▶ _Selected text_:
When the Freddie Grey incident happened and they rioted in Baltimore, I remember people asking the question, “Why are people tearing up their own neighborhoods, instead of the neighborhoods of the people in power?” It seems like the protestors saw their point and started to go into more affluent neighborhoods. And now the people in power are pissed.
Early Monday morning, large groups of people descended on the “miracle mile” in Chicago and smashed and looted the stores of the affluent. According to AP News, Mayor Lori Lightfoot of Chicago said, “This is straight up felony criminal conduct. This was an assault on our city.” But since the Chicago City Council has been spending millions of dollars a year on the wealthier sections of Chicago for “city beautification” projects to attract tourists — money that could be better spent on stopping the violence raging in the poorer sections of Chicago — isn’t it more likely the looters are just taking back what they are owed?

▶ _Stored rows_:
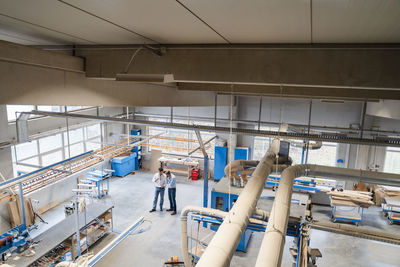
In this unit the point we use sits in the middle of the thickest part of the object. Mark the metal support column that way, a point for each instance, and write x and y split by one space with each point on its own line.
259 114
364 110
22 205
308 131
215 110
205 176
205 189
78 241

▶ _Written instruction_:
Write the next part of the opinion piece on the Chicago looting, picking up right after its last sentence. Nothing in the records matters here.

▶ _Answer to the problem_:
In the Declaration of Independence, it says “…all Experience hath shewn, that Mankind are more disposed to suffer, while Evils are sufferable, than to right themselves by abolishing the Forms to which they are accustomed. But when a long train of Abuses and Usurpations, pursuing invariably the same Object, evinces a Design to reduce them under absolute Despotism, it is their Duty, to throw off such Government, and to provide new guards for their future Security.” In other words, people will take a lot from their government and the wealthy until the poor get fed up and do the math: brick + window = food + clothes. They are pissed off, and I don’t blame them.
The ruling class will say the looters are a bunch of criminals and opportunists, but I say they are the poor responding to political and economic systems that refuse to acknowledge them and instead screws them over.
In Stanford Professor Robert I. Sutton’s book The Asshole Survival Guide, he outlines the research of the effects of having power over others: “Professor Dacher Keltner from the University of California at Berkeley has devoted more than twenty years to studying the effects of wielding power over others and simply feeling powerful; the findings aren’t pretty. Regardless of how kind, cooperative, and empathetic you’ve acted in the past, Keltner and other psychologists show that power can cause you to have less empathy for others, to exploit them more, to focus more on your own needs and less on the needs of others, to be rude and disrespectful, and to act like the rules don’t apply to you.”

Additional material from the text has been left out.